*Problem details*: Transcribe the entries below exactly.

*Exercise data*:
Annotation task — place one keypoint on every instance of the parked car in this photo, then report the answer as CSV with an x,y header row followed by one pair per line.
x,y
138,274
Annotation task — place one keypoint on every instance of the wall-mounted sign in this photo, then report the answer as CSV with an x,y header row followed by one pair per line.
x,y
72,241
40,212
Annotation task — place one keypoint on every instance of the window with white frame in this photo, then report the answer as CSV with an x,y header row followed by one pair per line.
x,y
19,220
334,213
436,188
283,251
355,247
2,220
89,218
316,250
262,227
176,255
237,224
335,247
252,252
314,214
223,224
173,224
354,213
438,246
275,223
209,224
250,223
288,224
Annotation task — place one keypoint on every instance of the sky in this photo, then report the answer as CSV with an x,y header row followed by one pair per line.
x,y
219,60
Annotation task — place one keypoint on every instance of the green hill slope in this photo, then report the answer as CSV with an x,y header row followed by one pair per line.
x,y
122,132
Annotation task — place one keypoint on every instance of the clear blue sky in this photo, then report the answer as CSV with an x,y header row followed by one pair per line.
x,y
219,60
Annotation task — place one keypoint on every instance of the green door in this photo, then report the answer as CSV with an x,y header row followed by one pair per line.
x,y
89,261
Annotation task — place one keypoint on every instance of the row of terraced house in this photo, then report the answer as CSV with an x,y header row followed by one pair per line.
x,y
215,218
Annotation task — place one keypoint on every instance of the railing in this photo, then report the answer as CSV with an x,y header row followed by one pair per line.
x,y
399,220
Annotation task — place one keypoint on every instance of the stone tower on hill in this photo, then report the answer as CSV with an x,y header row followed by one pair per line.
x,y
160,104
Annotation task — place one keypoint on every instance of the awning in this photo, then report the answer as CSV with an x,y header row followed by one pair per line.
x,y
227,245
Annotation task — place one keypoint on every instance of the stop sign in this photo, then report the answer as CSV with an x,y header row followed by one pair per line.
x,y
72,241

*Exercise result*:
Annotation task — place one keypoint on every instance of the parked car in this photo, then report the answer as CSV with an x,y header row followed by one pair per line.
x,y
138,274
Annotation task — place one keypoint on every instance of the wall-mounted sign in this photo, then report the answer as CSV with an x,y header row followed by one pair per line.
x,y
72,241
40,212
Annotation task — place one keypoint on every instance of the window with white frame in this photo, then report the answer as CSV with an x,y header row followed by one pair per line.
x,y
19,220
334,213
436,188
283,251
355,247
2,220
89,218
316,250
262,227
176,255
237,224
335,247
252,252
314,214
223,224
173,224
354,213
438,246
275,223
209,224
250,223
288,224
Annotation task — place one keypoint on every instance of the sky in this photo, then report the answer as CSV with an x,y header row followed by one pair per line.
x,y
219,60
Annotation task — place one keypoint on every instance of the green hill slope in this photo, then report the answer as CSV with an x,y header row followed by one pair per line.
x,y
122,132
Annotation task — place one keypoint on every instance of the clear blue sky in this photo, then report the answer as CSV with an x,y header row followed by one pair per line.
x,y
219,60
Annotation task — place one keypoint on every instance of the green door in this photo, then report the answer as CSV with an x,y header row followed by one pair per line.
x,y
89,261
Annotation task — place one keypoint on every instance of the row of terraced house in this photo, then report the answer as CSV with an x,y header row followed by one pair per line.
x,y
215,218
Annotation task — place one keypoint on every instance of the railing in this photo, then report the answer as CSV with an x,y header row followed by one pair per line.
x,y
399,220
Annotation task — place one keypoint on every instance of the stone tower on hill in this photo, then report the answer as CSV with an x,y header row followed by one pair per line.
x,y
160,104
Annotation task — place one keypoint on every instance of the awning in this photo, then report the answer as CSV with an x,y header row followed by one pair per line.
x,y
227,245
Annotation task — place one keypoint on every instance of the stop sign in this photo, then report the answer as CSV with an x,y header row followed by one pair per line.
x,y
72,241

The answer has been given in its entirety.